■ Exercise brief: Copy every entry below line by line, with no changes to any character.

Outline records
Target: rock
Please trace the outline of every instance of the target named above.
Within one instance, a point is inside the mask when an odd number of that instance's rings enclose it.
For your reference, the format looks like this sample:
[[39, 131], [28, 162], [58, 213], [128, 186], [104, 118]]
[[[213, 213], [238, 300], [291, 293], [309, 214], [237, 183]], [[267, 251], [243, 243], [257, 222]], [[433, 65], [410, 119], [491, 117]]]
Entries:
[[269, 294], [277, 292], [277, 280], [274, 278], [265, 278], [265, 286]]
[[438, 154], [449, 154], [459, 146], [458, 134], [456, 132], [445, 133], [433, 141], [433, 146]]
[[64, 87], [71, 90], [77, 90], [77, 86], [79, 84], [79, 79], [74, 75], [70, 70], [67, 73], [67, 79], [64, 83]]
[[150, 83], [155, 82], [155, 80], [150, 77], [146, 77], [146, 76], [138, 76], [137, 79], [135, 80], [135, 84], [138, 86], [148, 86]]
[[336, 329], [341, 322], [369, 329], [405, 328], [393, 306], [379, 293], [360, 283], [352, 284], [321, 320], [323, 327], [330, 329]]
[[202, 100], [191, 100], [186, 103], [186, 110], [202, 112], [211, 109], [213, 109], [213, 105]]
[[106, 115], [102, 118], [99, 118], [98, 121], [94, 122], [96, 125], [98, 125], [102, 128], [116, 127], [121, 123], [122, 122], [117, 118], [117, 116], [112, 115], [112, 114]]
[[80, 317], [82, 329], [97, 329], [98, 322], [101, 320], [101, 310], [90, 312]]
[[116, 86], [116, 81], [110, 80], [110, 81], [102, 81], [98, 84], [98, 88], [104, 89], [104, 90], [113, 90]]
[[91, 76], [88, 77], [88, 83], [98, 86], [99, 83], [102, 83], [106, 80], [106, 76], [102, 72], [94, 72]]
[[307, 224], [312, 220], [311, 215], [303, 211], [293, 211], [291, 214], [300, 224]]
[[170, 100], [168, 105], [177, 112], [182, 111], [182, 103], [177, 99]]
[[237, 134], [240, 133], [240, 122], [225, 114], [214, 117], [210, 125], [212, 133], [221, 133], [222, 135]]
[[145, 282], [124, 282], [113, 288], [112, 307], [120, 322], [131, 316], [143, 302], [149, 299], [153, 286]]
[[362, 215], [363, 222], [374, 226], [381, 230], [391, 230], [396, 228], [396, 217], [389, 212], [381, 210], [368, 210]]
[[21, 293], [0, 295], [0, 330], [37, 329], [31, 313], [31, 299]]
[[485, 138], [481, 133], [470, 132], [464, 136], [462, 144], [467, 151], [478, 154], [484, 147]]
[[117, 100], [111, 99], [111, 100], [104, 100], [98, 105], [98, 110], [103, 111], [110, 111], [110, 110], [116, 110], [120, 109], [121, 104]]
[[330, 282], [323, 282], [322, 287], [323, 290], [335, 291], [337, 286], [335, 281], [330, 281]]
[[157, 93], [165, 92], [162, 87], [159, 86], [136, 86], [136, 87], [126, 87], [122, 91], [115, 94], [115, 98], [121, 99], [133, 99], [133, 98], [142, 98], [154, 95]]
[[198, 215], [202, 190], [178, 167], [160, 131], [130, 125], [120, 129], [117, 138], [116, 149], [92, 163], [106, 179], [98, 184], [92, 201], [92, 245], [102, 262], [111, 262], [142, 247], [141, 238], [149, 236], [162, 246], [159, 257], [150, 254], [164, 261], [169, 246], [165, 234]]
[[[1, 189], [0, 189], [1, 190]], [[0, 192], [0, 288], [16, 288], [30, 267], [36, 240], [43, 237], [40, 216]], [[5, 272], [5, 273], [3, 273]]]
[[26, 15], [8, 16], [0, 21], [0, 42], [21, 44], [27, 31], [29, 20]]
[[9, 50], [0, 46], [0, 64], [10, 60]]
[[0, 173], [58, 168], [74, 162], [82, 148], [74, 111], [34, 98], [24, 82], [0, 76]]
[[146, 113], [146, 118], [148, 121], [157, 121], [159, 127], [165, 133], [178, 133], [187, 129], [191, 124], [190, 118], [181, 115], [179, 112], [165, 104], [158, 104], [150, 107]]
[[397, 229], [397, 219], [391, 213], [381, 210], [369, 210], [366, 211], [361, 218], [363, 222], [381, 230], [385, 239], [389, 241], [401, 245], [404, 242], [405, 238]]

■ Written answer:
Target: rock
Please trace the outline of every instance of the target named above.
Within one instance, a point is inside the mask when an odd number of that instance's rings enclose it.
For your reference, the format looks like this sample:
[[39, 131], [28, 162], [58, 213], [128, 186], [104, 118]]
[[[213, 213], [238, 300], [291, 293], [309, 214], [237, 183]], [[267, 251], [243, 243], [257, 222]], [[433, 65], [410, 119], [491, 117]]]
Entries:
[[269, 294], [277, 292], [277, 280], [274, 278], [265, 278], [265, 286]]
[[438, 154], [449, 154], [459, 146], [458, 134], [456, 132], [445, 133], [433, 141], [433, 146]]
[[64, 87], [71, 90], [77, 90], [77, 86], [79, 84], [79, 79], [74, 75], [70, 70], [67, 73], [67, 79], [64, 83]]
[[150, 83], [155, 82], [155, 80], [150, 77], [146, 77], [146, 76], [138, 76], [137, 79], [135, 80], [135, 84], [138, 86], [148, 86]]
[[336, 329], [341, 322], [369, 329], [405, 328], [393, 306], [379, 293], [360, 283], [352, 284], [321, 320], [323, 327], [330, 329]]
[[202, 100], [191, 100], [186, 103], [186, 110], [202, 112], [211, 109], [213, 109], [213, 105]]
[[106, 115], [102, 118], [99, 118], [98, 121], [94, 122], [96, 125], [98, 125], [102, 128], [116, 127], [121, 123], [122, 122], [117, 118], [117, 116], [112, 115], [112, 114]]
[[80, 317], [82, 329], [97, 329], [98, 322], [101, 320], [101, 310], [90, 312]]
[[116, 86], [116, 81], [110, 80], [110, 81], [102, 81], [98, 84], [98, 88], [104, 89], [104, 90], [113, 90]]
[[91, 76], [88, 77], [88, 83], [98, 86], [99, 83], [102, 83], [106, 80], [106, 76], [102, 72], [94, 72]]
[[307, 224], [312, 220], [311, 215], [303, 211], [293, 211], [291, 214], [300, 224]]
[[170, 100], [168, 105], [177, 112], [182, 111], [182, 103], [177, 99]]
[[237, 134], [240, 133], [240, 122], [225, 114], [214, 117], [210, 125], [212, 133], [221, 133], [222, 135]]
[[145, 282], [124, 282], [113, 288], [112, 307], [120, 322], [131, 316], [143, 302], [149, 299], [153, 286]]
[[362, 215], [363, 222], [374, 226], [381, 230], [391, 230], [396, 228], [396, 217], [389, 212], [381, 210], [368, 210]]
[[21, 293], [0, 295], [0, 330], [37, 329], [31, 313], [31, 299]]
[[485, 138], [481, 133], [470, 132], [464, 136], [462, 144], [467, 151], [478, 154], [484, 147]]
[[117, 100], [111, 99], [111, 100], [104, 100], [98, 105], [98, 110], [103, 111], [110, 111], [110, 110], [116, 110], [120, 109], [121, 104]]
[[330, 282], [323, 282], [322, 287], [323, 290], [335, 291], [337, 286], [335, 281], [330, 281]]
[[157, 93], [165, 92], [162, 87], [159, 86], [136, 86], [136, 87], [126, 87], [122, 91], [115, 94], [115, 98], [121, 99], [133, 99], [133, 98], [142, 98], [154, 95]]
[[198, 215], [202, 190], [178, 167], [160, 131], [130, 125], [120, 129], [117, 138], [116, 149], [92, 163], [106, 179], [98, 184], [92, 201], [92, 245], [102, 262], [111, 262], [142, 247], [141, 238], [149, 236], [162, 246], [159, 257], [150, 254], [164, 261], [169, 246], [165, 234]]
[[[1, 189], [0, 189], [1, 190]], [[0, 192], [0, 288], [16, 288], [30, 267], [36, 240], [43, 237], [40, 216]], [[5, 272], [5, 273], [3, 273]]]
[[26, 15], [8, 16], [0, 21], [0, 42], [21, 44], [27, 31], [29, 20]]
[[9, 50], [0, 46], [0, 64], [10, 60]]
[[0, 173], [58, 168], [74, 162], [82, 148], [74, 111], [34, 98], [24, 82], [0, 76]]
[[146, 113], [146, 118], [148, 121], [157, 121], [159, 127], [165, 133], [178, 133], [187, 129], [191, 124], [190, 118], [181, 115], [179, 112], [165, 104], [158, 104], [150, 107]]
[[397, 229], [397, 219], [391, 213], [381, 210], [369, 210], [366, 211], [361, 218], [363, 222], [381, 230], [385, 239], [389, 241], [401, 245], [404, 242], [405, 238]]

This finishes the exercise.